(Text segment)

DR URSULA JEWELL: The coolest job in science?
Imagine driving through Antarctica's perpetual winter night, then spending half the day, by yourself, in a darkened research station on top of an exposed ridge.
This is Dr Ursula Jewell's daily reality. And it's a job she loves.
Since last October, her daily commute has been the 5km drive along a gravel track from Scott Base, past US-operated McMurdo Station and up to Antarctica New Zealand's research facility at windswept Arrival Heights.
Being in a radiation-quiet zone, it's a critical part of the planet from which to measure changes in the chemical composition of the atmosphere and inform climate change models.
At the lab, institutions including NIWA, Otago University and Canterbury University operate a range of instruments, including spectrophotometers that utilise solar radiation to measure gas species, such as ozone.

(End Text segment)

= Exercise =
Can you continue the article about Dr Ursula Jewell's Antarctic research job from its last sentence?

(Given information)

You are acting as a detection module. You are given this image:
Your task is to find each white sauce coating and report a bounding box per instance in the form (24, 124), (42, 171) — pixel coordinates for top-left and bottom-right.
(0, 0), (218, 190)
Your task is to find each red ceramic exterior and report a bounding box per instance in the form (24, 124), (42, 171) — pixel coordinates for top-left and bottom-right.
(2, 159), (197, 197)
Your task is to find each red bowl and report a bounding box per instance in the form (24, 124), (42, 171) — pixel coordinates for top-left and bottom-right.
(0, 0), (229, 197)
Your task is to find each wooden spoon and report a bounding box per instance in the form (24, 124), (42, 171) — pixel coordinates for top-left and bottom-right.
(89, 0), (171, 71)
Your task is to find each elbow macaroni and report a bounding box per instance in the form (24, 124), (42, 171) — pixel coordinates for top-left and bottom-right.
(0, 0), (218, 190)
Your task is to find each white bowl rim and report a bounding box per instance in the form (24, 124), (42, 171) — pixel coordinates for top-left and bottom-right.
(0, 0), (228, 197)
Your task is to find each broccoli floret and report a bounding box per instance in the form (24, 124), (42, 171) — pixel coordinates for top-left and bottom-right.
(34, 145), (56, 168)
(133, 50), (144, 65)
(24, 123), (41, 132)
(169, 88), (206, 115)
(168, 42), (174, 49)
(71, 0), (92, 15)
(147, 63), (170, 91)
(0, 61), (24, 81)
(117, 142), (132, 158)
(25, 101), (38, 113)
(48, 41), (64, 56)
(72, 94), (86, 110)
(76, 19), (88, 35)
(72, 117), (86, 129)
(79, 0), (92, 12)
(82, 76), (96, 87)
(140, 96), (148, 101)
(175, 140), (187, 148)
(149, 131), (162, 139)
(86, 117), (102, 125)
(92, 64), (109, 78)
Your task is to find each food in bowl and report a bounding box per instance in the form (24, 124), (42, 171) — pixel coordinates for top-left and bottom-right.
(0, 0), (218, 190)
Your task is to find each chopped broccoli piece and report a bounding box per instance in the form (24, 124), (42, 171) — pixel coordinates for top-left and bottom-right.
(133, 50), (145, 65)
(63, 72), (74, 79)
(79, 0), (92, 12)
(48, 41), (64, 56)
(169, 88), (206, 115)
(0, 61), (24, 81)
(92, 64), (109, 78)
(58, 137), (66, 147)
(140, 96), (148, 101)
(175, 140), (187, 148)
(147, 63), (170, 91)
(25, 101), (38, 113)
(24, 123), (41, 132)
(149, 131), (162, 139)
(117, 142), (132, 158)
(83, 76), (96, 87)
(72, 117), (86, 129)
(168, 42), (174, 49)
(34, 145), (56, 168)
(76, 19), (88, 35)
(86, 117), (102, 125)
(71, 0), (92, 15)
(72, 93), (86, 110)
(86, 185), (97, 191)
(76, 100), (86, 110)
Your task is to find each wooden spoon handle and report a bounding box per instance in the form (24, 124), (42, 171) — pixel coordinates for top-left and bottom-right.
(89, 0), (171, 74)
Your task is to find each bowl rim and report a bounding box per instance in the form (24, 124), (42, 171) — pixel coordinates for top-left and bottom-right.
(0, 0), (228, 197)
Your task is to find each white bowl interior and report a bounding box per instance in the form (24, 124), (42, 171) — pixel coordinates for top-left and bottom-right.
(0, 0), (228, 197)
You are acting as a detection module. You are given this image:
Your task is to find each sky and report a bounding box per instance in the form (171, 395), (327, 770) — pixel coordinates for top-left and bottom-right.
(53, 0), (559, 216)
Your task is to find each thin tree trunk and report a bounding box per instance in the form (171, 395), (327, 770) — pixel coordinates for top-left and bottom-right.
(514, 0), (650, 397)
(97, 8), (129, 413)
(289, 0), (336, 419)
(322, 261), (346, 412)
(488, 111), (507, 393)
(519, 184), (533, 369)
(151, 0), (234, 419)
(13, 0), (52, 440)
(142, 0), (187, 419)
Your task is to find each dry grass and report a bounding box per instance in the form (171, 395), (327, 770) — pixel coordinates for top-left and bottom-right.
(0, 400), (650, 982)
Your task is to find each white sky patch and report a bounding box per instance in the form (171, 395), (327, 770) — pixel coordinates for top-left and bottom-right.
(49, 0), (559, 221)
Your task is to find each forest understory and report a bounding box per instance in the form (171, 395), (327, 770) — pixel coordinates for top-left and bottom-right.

(End Given information)

= Result =
While most of the instruments require sunlight for the measurements, in the dark winter months, sunlight reflected off the full moon can still be used to measure the amount of ozone in the atmosphere.
When the sun was up, Dr Jewell enjoyed cycling up to the station amid 24-hour sunlight to conduct measurements, but now that temperatures have dropped below -40C, a bike ride through the dark isn't such an attractive option anymore.
"Driving up in the dark can be challenging, in particular since we cannot use headlights as the lights would interfere with some of the measurements," she says.
"However, it is surprising how bright the snow makes the whole landscape, in particular when there is a full moon."
More of a task is driving in windy conditions, when blowing snow can mask the road entirely, forcing her to stop every 50 to 100 metres.
"With the wind chill, I have already experienced temperatures down to -50C, but it can get colder than that, down to -70C in mid-winter."
Working by herself in the lab doesn't bother her, she says, as she's aware what impact the sometimes tedious work means for the world.
"I'm passionate about science and this job gives me the opportunity to contribute hands-on to some incredible science that is shared around the world."